If a line of the records holds the word "green", copy it out.
*** Opening Provided records ***
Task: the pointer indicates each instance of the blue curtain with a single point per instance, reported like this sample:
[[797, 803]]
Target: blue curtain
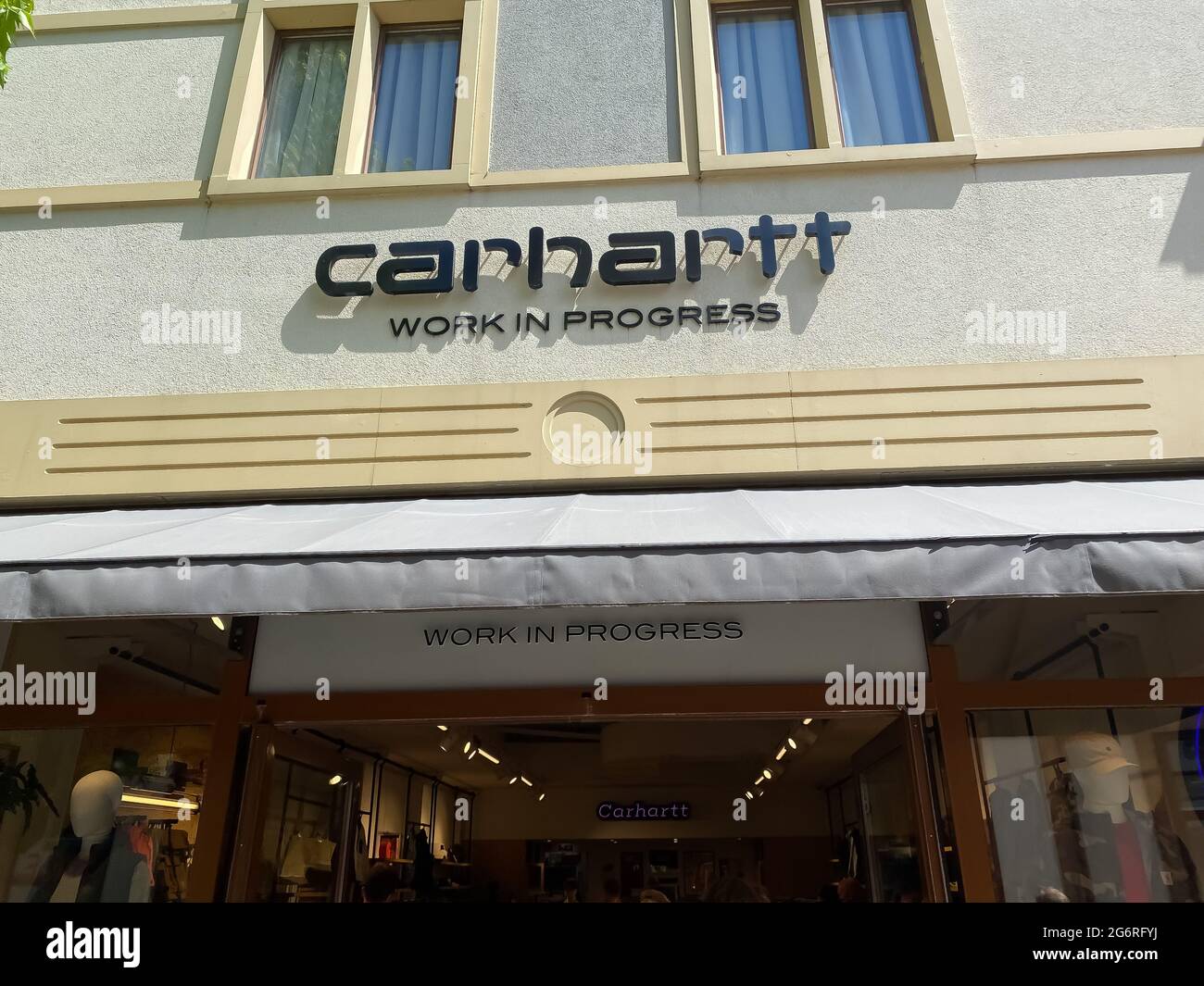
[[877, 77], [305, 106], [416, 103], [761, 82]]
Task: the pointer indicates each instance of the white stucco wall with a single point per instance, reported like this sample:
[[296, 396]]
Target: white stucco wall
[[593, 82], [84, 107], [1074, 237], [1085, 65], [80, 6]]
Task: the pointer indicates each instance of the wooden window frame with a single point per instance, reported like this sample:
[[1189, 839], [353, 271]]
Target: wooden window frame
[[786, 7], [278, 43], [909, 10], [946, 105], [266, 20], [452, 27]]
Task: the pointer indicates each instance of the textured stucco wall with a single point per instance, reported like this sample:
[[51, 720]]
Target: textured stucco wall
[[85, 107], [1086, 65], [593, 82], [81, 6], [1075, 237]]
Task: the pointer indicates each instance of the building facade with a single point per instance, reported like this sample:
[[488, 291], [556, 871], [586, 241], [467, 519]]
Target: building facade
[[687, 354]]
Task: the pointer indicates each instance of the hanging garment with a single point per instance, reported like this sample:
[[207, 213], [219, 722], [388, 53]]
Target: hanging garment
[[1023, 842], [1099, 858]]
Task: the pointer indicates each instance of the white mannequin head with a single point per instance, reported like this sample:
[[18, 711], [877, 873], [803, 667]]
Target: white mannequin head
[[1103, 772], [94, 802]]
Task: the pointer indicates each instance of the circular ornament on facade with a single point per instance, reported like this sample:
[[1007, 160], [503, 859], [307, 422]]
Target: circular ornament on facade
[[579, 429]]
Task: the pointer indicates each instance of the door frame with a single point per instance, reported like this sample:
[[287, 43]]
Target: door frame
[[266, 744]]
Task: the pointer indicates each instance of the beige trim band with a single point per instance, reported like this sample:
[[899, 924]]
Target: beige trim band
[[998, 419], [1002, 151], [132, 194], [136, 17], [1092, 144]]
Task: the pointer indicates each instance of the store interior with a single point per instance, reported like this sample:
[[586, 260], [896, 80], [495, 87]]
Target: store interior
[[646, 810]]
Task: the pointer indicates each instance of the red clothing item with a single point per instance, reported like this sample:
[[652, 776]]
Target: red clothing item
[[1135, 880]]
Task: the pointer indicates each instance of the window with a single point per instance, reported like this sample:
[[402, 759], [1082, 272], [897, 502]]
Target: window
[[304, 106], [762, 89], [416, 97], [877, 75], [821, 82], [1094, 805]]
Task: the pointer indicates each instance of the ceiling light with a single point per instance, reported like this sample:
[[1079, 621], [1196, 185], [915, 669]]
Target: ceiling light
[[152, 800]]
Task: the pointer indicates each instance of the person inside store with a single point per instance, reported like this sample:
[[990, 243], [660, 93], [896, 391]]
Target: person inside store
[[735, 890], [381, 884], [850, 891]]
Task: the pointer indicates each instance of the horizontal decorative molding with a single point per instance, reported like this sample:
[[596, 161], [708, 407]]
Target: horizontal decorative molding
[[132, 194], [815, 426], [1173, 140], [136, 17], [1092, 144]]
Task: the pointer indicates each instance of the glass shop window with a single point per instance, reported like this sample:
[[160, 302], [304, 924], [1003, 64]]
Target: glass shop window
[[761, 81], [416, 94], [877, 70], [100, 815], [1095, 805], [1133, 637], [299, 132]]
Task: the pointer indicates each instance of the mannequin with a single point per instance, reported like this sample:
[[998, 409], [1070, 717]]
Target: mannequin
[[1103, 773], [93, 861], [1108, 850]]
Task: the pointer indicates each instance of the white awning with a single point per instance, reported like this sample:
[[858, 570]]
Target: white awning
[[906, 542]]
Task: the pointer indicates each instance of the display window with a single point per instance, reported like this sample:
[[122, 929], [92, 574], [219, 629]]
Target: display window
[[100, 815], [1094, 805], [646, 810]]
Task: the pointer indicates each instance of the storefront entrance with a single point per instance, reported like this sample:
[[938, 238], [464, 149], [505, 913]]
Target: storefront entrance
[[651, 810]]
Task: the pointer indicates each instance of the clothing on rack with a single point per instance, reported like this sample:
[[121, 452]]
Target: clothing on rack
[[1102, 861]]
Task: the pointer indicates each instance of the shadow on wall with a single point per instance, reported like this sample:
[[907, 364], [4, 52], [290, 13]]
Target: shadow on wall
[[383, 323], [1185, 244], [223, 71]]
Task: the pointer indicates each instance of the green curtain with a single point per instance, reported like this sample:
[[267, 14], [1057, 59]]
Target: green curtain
*** Closing Provided records ***
▶ **Output of the exercise**:
Task: the pointer indicates each instance of the green curtain with a single point per instance, reported like this sample:
Target: green curtain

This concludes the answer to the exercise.